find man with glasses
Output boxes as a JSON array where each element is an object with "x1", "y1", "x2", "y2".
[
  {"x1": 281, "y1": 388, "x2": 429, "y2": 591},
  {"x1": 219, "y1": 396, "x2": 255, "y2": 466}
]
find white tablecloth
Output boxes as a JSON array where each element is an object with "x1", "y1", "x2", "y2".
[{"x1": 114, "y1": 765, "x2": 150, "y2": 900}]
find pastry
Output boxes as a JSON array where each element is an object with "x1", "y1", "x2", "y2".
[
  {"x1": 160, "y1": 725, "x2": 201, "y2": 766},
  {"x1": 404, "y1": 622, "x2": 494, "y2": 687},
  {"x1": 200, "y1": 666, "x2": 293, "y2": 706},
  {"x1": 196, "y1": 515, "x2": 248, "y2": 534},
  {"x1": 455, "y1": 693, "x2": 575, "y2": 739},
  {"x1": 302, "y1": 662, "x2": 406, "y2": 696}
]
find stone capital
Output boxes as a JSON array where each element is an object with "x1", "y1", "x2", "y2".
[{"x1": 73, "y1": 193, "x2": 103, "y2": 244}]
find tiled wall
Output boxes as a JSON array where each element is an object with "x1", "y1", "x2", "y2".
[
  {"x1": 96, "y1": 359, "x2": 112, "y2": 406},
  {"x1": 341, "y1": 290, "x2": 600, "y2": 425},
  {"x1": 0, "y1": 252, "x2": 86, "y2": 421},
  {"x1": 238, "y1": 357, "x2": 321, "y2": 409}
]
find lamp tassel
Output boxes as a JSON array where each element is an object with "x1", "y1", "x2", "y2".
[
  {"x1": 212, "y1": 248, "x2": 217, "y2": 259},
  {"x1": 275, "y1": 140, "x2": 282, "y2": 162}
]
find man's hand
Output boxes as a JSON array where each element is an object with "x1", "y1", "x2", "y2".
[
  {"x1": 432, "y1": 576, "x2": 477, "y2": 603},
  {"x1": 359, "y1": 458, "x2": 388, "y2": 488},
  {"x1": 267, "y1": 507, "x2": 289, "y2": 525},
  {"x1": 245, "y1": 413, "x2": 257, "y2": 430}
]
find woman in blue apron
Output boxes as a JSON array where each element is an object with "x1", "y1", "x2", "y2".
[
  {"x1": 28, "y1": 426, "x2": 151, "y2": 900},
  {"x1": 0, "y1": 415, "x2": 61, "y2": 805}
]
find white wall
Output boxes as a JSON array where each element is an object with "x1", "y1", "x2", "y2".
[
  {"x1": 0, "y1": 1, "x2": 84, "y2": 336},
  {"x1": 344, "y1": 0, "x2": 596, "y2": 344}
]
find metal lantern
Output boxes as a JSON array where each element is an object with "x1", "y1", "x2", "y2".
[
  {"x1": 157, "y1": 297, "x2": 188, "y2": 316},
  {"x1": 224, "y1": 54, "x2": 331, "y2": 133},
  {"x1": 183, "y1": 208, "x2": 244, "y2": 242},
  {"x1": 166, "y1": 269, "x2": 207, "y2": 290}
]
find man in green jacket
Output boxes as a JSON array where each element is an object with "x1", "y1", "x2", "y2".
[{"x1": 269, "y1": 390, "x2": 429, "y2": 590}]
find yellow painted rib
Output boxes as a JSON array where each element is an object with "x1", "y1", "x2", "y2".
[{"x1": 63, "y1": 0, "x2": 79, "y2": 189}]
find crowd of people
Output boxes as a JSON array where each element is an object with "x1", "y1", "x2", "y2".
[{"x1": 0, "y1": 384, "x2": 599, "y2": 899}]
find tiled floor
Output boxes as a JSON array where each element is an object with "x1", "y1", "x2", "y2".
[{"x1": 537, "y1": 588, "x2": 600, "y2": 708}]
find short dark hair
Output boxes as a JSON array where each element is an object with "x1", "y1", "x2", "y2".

◆ INSTRUCTIONS FOR THE TASK: Print every line you see above, exactly as written.

◆ WRITTEN RESPONSE:
find man with glasses
Output boxes as a JSON array where each element is an object with "x1", "y1", "x2", "y2".
[
  {"x1": 281, "y1": 388, "x2": 429, "y2": 591},
  {"x1": 219, "y1": 396, "x2": 255, "y2": 466}
]
find white tablecloth
Output boxes as a JSON array where each element is an object with "x1", "y1", "x2", "y2".
[{"x1": 114, "y1": 765, "x2": 150, "y2": 900}]
find pastry
Output boxes as a JSON array where each element is an object with "x1", "y1", "x2", "y2".
[
  {"x1": 160, "y1": 725, "x2": 201, "y2": 766},
  {"x1": 404, "y1": 622, "x2": 494, "y2": 687},
  {"x1": 200, "y1": 666, "x2": 293, "y2": 706},
  {"x1": 196, "y1": 515, "x2": 248, "y2": 534},
  {"x1": 455, "y1": 693, "x2": 575, "y2": 739},
  {"x1": 302, "y1": 662, "x2": 406, "y2": 696}
]
find stone capital
Output boxes as a JSON array where each element is an object with "x1", "y1", "x2", "y2".
[{"x1": 73, "y1": 193, "x2": 103, "y2": 244}]
find tiled wall
Output boxes as a JSON array where each element is an object with "x1", "y1", "x2", "y2".
[
  {"x1": 96, "y1": 359, "x2": 112, "y2": 406},
  {"x1": 341, "y1": 290, "x2": 600, "y2": 425},
  {"x1": 0, "y1": 252, "x2": 86, "y2": 421},
  {"x1": 238, "y1": 357, "x2": 321, "y2": 409}
]
find lamp tassel
Output boxes as a JSON array where each element is an object with "x1", "y1", "x2", "y2".
[
  {"x1": 212, "y1": 248, "x2": 217, "y2": 259},
  {"x1": 275, "y1": 140, "x2": 282, "y2": 162}
]
find man's hand
Output boxes as a JSON array where each element is an object with "x1", "y1", "x2", "y2".
[
  {"x1": 432, "y1": 576, "x2": 477, "y2": 603},
  {"x1": 359, "y1": 458, "x2": 388, "y2": 488},
  {"x1": 267, "y1": 507, "x2": 289, "y2": 525},
  {"x1": 245, "y1": 413, "x2": 257, "y2": 430}
]
find woman in blue apron
Output boxes as a JSON array where each element is an object with "x1", "y1", "x2", "y2".
[
  {"x1": 28, "y1": 426, "x2": 151, "y2": 900},
  {"x1": 0, "y1": 415, "x2": 61, "y2": 805}
]
find white wall
Output boxes as a JSON array where each element is an object with "x1", "y1", "x2", "y2".
[
  {"x1": 0, "y1": 1, "x2": 84, "y2": 336},
  {"x1": 344, "y1": 0, "x2": 596, "y2": 344}
]
find metal lantern
Output boxes as a JSON array where each element is an object with "x1", "y1", "x2", "y2".
[
  {"x1": 157, "y1": 297, "x2": 188, "y2": 316},
  {"x1": 224, "y1": 54, "x2": 331, "y2": 133},
  {"x1": 183, "y1": 208, "x2": 244, "y2": 242},
  {"x1": 166, "y1": 269, "x2": 207, "y2": 290}
]
find man in green jacket
Output boxes as a JSON array where each element is an object with "x1", "y1", "x2", "y2".
[{"x1": 269, "y1": 390, "x2": 429, "y2": 590}]
find yellow painted rib
Output boxes as a JSON array where each element is an object with "x1", "y1", "x2", "y2".
[{"x1": 63, "y1": 0, "x2": 79, "y2": 189}]
find crowd of people
Output boxes as a JSON array where each element is an object with "x1", "y1", "x2", "y2".
[{"x1": 0, "y1": 384, "x2": 599, "y2": 899}]
find tiled floor
Output boxes as a JSON array where each element is an object with "x1", "y1", "x2", "y2".
[{"x1": 537, "y1": 588, "x2": 600, "y2": 708}]
find short dark hair
Output boxes as a JSON array where each element is an object with "x1", "y1", "x2", "y2".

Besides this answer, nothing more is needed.